(Record excerpts Opens)

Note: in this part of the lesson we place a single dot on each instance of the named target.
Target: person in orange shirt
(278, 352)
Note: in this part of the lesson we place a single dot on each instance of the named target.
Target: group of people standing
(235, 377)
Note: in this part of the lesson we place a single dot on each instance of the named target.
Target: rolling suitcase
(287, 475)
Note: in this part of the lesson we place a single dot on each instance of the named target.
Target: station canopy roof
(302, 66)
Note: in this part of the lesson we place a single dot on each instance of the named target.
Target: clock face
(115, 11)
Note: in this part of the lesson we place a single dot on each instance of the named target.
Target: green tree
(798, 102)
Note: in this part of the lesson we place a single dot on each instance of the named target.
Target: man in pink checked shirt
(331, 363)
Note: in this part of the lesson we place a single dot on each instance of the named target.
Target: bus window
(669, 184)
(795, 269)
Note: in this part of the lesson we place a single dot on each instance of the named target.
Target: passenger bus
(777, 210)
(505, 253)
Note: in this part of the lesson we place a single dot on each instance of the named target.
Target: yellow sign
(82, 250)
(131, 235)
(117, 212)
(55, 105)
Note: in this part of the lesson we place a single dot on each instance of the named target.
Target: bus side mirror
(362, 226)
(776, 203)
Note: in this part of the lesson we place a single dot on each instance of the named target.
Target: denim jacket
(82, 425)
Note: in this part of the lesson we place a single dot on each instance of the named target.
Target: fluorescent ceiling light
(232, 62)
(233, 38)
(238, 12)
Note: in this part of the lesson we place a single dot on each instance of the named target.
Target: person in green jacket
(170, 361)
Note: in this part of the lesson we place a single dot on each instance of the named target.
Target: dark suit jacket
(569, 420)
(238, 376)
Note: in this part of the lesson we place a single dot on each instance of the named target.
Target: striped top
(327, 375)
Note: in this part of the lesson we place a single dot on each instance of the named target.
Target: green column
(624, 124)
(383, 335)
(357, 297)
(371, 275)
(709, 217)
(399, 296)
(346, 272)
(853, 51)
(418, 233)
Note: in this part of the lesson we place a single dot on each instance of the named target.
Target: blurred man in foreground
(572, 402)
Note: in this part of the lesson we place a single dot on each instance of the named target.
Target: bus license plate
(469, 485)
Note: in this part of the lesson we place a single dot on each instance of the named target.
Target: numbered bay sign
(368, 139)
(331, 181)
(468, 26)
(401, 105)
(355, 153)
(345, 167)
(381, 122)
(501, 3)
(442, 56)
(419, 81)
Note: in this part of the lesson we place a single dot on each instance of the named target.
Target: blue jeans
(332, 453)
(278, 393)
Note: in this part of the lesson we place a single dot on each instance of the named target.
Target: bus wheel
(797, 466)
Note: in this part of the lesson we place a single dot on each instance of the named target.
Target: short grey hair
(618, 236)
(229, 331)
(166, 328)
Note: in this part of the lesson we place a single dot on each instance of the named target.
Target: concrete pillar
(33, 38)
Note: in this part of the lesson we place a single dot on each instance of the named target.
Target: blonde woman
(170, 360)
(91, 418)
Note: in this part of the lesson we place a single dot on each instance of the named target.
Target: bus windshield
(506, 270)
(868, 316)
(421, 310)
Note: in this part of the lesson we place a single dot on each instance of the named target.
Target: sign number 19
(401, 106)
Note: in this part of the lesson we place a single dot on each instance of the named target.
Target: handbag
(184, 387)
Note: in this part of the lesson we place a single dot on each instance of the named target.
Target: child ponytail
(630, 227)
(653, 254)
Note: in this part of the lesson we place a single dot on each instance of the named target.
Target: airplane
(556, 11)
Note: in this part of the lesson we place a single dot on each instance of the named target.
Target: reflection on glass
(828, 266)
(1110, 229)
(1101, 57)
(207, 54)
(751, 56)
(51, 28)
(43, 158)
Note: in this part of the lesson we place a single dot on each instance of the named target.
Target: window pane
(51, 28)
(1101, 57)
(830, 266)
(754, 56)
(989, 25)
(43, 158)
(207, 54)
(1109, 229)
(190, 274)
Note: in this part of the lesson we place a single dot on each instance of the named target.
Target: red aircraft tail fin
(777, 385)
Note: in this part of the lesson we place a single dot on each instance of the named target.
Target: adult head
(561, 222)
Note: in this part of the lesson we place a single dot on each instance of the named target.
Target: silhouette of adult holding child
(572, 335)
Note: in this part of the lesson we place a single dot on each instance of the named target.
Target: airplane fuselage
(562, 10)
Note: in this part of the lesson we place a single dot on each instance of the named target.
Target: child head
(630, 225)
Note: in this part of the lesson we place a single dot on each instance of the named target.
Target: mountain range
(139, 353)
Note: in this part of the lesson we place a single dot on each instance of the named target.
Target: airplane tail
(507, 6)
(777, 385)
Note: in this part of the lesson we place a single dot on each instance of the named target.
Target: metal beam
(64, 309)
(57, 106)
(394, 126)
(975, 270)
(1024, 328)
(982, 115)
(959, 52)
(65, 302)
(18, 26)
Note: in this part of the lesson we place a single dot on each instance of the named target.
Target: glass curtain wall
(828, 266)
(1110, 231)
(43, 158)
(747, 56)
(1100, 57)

(Record excerpts Closes)

_Prompt_.
Go through the records above and copy each line exactly.

_Answer section_.
Note: in this part of the lesson we place a single dot on each instance of the named target.
Target: person in orange shirt
(278, 352)
Note: in this part of the lesson we place a single dot on each instance of the named target.
Target: group of people standing
(235, 377)
Note: in this part of the lesson we place a single dot on each instance of the named target.
Target: rolling suitcase
(287, 475)
Note: in this part of the lesson we place a single dot on each instance of the named target.
Target: station canopy roof
(302, 66)
Note: in this part of the lesson we place a single dot on each instance of the named target.
Target: clock face
(115, 11)
Note: in this part of the lesson we place a single dot on each instance of the named target.
Target: green tree
(798, 102)
Note: in this part of the lesson we place a single dot on each instance of the named target.
Target: man in pink checked shirt
(331, 363)
Note: in this part of the lesson we place a single dot on each instance of the named target.
Target: bus window
(669, 184)
(795, 269)
Note: in this part of the lesson we place a single dot on each instance of the named target.
Target: passenger bus
(777, 210)
(505, 253)
Note: in this part of the lesson we place a single dot on each instance of the named target.
Target: yellow sign
(82, 250)
(131, 235)
(117, 212)
(55, 105)
Note: in this part of the lesson we place a single dot on each instance of the named target.
Target: bus side mirror
(362, 226)
(776, 203)
Note: in this part of the lesson we place a single dot on each instance of the named target.
Target: denim jacket
(82, 425)
Note: in this part of the lesson we place a single dot on each instance of the named target.
Target: fluorescent ceiling light
(232, 62)
(233, 38)
(238, 12)
Note: in this part of the lesson we place a single dot on each instance of the named target.
Target: person in green jacket
(170, 361)
Note: in this part of the lesson we place a single dot on each instance of the named target.
Target: dark suit jacket
(569, 420)
(238, 376)
Note: in this part of the lesson we place a single dot on each instance of the named target.
Target: striped top
(327, 375)
Note: in this part of the lesson we place a single dot on each instance of the named target.
Target: green column
(624, 124)
(383, 335)
(357, 297)
(371, 275)
(709, 217)
(399, 296)
(346, 272)
(853, 51)
(418, 233)
Note: in this part of the lesson we place a single dot on each instance of the named target.
Target: blurred man in foreground
(572, 402)
Note: in this part of the lesson we place a single dot on each instance of the named target.
Target: bus license plate
(469, 485)
Note: in this part of the lesson we place a single dot on each instance of the named target.
Target: numbered bay sign
(368, 139)
(331, 181)
(468, 26)
(401, 105)
(355, 153)
(345, 167)
(381, 122)
(501, 3)
(442, 56)
(419, 81)
Note: in this part of the lesson we place a single dot on each instance of the named target.
Target: blue jeans
(332, 453)
(278, 393)
Note: in this part of the lesson we place a single dot on each instance of the named target.
Target: bus wheel
(797, 466)
Note: in this part of the lesson we place a single dot on each instance of the named target.
Target: short grey hair
(618, 236)
(229, 331)
(166, 328)
Note: in this part of the lesson we place a single dot on each instance of the named target.
Target: concrete pillar
(33, 38)
Note: in this part of the lesson we place a single dot on each instance of the named target.
Target: blonde woman
(170, 360)
(91, 418)
Note: in this part of the lesson we place a single dot on each instance of the named target.
Target: bus windshield
(506, 270)
(868, 316)
(421, 310)
Note: in this part of the lesson we place a single dot on each instance of the named target.
Target: sign number 19
(401, 106)
Note: in this part of the lesson we place a single dot on each instance of the named target.
Target: handbag
(184, 387)
Note: in this part of the lesson we place a single dot on each instance of the named target.
Target: child ponytail
(630, 227)
(653, 254)
Note: in this part of the lesson we place a single dot on each instance of the named target.
Target: airplane
(556, 11)
Note: in this part of the lesson we place a single dot on each instance of the named target.
Target: reflection on glass
(828, 266)
(1110, 229)
(1101, 57)
(207, 54)
(751, 56)
(51, 28)
(43, 158)
Note: in this part of the lesson we place a single dot on each instance of the named target.
Target: window pane
(51, 28)
(1101, 57)
(830, 266)
(754, 56)
(989, 25)
(43, 158)
(207, 54)
(1109, 229)
(190, 274)
Note: in this part of the lesson we place a single dot on each instance of the named target.
Target: red aircraft tail fin
(777, 385)
Note: in this part of the lesson we place a single dot on each instance of the named target.
Target: adult head
(561, 222)
Note: in this part of the lesson we place a single dot on each instance of the named target.
Target: silhouette of adult holding child
(572, 335)
Note: in this part of the lesson we place a single dot on each instance of the named target.
Target: airplane fuselage
(562, 10)
Note: in this part of the lesson we place a single dot on each instance of the named target.
Target: child head
(630, 225)
Note: in this part of the lesson we place a single dot on each instance of the named target.
Target: mountain range
(139, 353)
Note: in this part of the lesson we place a single dot on each instance of the named target.
Target: airplane tail
(507, 6)
(777, 385)
Note: in this part of the lesson we place a single dot on each instance of the named target.
Target: metal beam
(64, 309)
(57, 106)
(394, 126)
(975, 270)
(1024, 328)
(982, 115)
(959, 52)
(65, 302)
(18, 26)
Note: in this part of the lesson we place a single dot on each instance of the named target.
Target: glass curtain wall
(828, 266)
(1110, 231)
(43, 158)
(747, 56)
(1100, 57)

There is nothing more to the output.